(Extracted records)
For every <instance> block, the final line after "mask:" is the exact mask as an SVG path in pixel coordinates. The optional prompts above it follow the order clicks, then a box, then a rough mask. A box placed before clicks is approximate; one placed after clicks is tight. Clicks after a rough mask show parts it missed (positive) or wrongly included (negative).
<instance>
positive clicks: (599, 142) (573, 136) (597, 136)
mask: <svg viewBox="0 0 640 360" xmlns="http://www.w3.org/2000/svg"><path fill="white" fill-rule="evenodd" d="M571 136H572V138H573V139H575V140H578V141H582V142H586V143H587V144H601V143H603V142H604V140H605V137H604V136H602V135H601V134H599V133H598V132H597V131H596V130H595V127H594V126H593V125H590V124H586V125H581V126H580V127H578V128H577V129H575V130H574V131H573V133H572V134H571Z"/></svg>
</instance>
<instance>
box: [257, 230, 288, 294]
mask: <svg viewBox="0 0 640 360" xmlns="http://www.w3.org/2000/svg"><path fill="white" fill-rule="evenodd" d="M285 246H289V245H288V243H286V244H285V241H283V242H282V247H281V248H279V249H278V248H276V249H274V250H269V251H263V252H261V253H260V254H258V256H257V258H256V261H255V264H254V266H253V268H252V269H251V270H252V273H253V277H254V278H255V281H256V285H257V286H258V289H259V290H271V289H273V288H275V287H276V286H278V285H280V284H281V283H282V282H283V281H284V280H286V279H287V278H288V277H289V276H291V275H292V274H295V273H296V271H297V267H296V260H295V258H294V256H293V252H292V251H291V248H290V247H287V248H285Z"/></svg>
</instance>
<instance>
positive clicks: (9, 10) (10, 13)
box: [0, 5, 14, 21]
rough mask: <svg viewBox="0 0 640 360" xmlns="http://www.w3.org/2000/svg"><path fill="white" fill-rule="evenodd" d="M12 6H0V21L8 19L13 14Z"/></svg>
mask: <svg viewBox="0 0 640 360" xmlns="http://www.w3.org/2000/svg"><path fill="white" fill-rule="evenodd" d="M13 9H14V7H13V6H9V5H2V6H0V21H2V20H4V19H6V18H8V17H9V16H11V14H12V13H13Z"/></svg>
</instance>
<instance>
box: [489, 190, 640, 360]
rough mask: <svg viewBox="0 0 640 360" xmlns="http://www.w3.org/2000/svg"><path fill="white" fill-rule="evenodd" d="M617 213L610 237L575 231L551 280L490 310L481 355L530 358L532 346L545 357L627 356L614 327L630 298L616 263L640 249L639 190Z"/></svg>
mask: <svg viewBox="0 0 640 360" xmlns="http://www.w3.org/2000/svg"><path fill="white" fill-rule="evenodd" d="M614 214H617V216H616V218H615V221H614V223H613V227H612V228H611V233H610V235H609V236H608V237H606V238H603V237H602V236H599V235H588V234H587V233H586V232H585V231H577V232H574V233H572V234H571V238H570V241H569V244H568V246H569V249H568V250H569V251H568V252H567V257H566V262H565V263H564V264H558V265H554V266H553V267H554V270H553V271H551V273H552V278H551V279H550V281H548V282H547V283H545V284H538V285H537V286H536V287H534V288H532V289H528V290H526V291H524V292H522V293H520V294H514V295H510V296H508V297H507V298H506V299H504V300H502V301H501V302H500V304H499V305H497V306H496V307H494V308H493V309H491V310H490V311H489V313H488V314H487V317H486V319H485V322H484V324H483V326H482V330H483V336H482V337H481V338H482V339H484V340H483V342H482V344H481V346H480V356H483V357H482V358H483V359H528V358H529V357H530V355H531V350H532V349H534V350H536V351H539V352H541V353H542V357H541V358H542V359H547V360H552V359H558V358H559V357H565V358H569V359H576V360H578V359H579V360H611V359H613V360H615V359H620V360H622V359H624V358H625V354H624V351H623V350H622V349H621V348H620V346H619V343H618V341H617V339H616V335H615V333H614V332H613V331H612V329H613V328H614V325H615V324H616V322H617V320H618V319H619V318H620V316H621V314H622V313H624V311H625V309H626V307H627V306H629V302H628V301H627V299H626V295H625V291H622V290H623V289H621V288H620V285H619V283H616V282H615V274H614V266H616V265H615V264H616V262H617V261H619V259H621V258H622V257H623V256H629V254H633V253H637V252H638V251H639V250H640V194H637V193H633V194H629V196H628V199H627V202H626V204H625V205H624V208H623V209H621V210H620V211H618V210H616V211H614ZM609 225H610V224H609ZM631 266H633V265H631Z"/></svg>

**Problem to solve:** Each line of the data is to be transcribed exactly, with nothing left out.

**The answer:**
For every <instance> block, the final line after "mask:" is the exact mask as an SVG path in pixel coordinates. The optional prompts above it follow the order clicks, then a box, then a rough mask. A box placed before clicks is approximate; one placed after clicks is tight. Clicks after a rough mask show parts it missed (positive) or wrongly included (negative).
<instance>
positive clicks: (599, 142) (573, 136) (597, 136)
mask: <svg viewBox="0 0 640 360" xmlns="http://www.w3.org/2000/svg"><path fill="white" fill-rule="evenodd" d="M571 136H572V138H573V139H575V140H578V141H582V142H586V143H587V144H601V143H603V142H604V140H605V137H604V136H602V135H601V134H599V133H598V132H597V131H596V130H595V127H594V126H593V125H590V124H586V125H581V126H580V127H578V128H577V129H575V130H574V131H573V133H572V134H571Z"/></svg>
</instance>
<instance>
box: [257, 230, 288, 294]
mask: <svg viewBox="0 0 640 360" xmlns="http://www.w3.org/2000/svg"><path fill="white" fill-rule="evenodd" d="M285 246H289V245H288V243H286V244H285V241H283V242H282V247H281V248H279V249H278V248H276V249H274V250H269V251H263V252H261V253H260V254H258V256H257V258H256V261H255V264H254V266H253V268H252V269H251V270H252V273H253V277H254V278H255V281H256V285H257V286H258V289H259V290H271V289H273V288H275V287H276V286H278V285H280V284H281V283H282V282H283V281H284V280H286V279H287V278H288V277H289V276H291V275H292V274H295V273H296V271H297V267H296V260H295V258H294V256H293V252H292V251H291V248H290V247H287V248H285Z"/></svg>
</instance>
<instance>
positive clicks: (9, 10) (10, 13)
box: [0, 5, 14, 21]
rough mask: <svg viewBox="0 0 640 360" xmlns="http://www.w3.org/2000/svg"><path fill="white" fill-rule="evenodd" d="M12 6H0V21L8 19L13 14Z"/></svg>
mask: <svg viewBox="0 0 640 360" xmlns="http://www.w3.org/2000/svg"><path fill="white" fill-rule="evenodd" d="M13 9H14V7H13V6H9V5H2V6H0V21H2V20H4V19H6V18H8V17H9V16H11V14H12V13H13Z"/></svg>
</instance>
<instance>
box: [489, 190, 640, 360]
rough mask: <svg viewBox="0 0 640 360" xmlns="http://www.w3.org/2000/svg"><path fill="white" fill-rule="evenodd" d="M617 213L610 237L575 231L551 280L490 310L481 355L530 358L532 346L545 357L627 356L614 327L630 298L616 263L640 249L639 190Z"/></svg>
mask: <svg viewBox="0 0 640 360" xmlns="http://www.w3.org/2000/svg"><path fill="white" fill-rule="evenodd" d="M614 214H617V216H616V218H615V221H614V223H613V227H612V228H611V233H610V235H609V236H608V237H606V238H603V237H602V236H599V235H588V234H587V233H586V232H585V231H577V232H574V233H572V234H571V238H570V241H569V244H568V246H569V249H568V250H569V251H568V252H567V257H566V262H565V263H564V264H558V265H554V266H553V267H554V270H553V271H551V273H552V278H551V279H550V281H548V282H547V283H545V284H538V285H537V286H536V287H534V288H532V289H528V290H526V291H524V292H522V293H520V294H514V295H510V296H508V297H507V298H506V299H504V300H502V301H501V302H500V304H499V305H497V306H496V307H494V308H493V309H491V310H490V311H489V313H488V314H487V317H486V319H485V322H484V324H483V326H482V330H483V336H482V337H481V338H482V339H484V340H483V342H482V344H481V346H480V356H483V357H482V358H483V359H528V358H529V357H530V355H531V350H532V349H534V350H536V351H539V352H541V353H542V357H541V358H542V359H547V360H552V359H558V358H559V357H565V358H569V359H576V360H578V359H579V360H611V359H613V360H615V359H620V360H622V359H624V358H625V354H624V351H623V350H622V349H621V348H620V346H619V343H618V341H617V339H616V335H615V333H614V332H613V331H612V329H613V328H614V325H615V324H616V322H617V320H618V319H619V318H620V316H621V314H622V313H624V311H625V309H626V307H627V306H629V302H628V301H627V299H626V295H625V291H622V290H623V289H621V288H620V285H619V283H616V282H615V274H614V266H616V265H615V264H616V262H617V261H619V259H621V258H622V257H623V256H629V254H633V253H637V252H638V251H639V250H640V194H637V193H633V194H629V196H628V199H627V202H626V204H625V205H624V208H623V209H621V210H620V211H618V210H616V211H614ZM609 225H610V224H609ZM631 266H633V265H631Z"/></svg>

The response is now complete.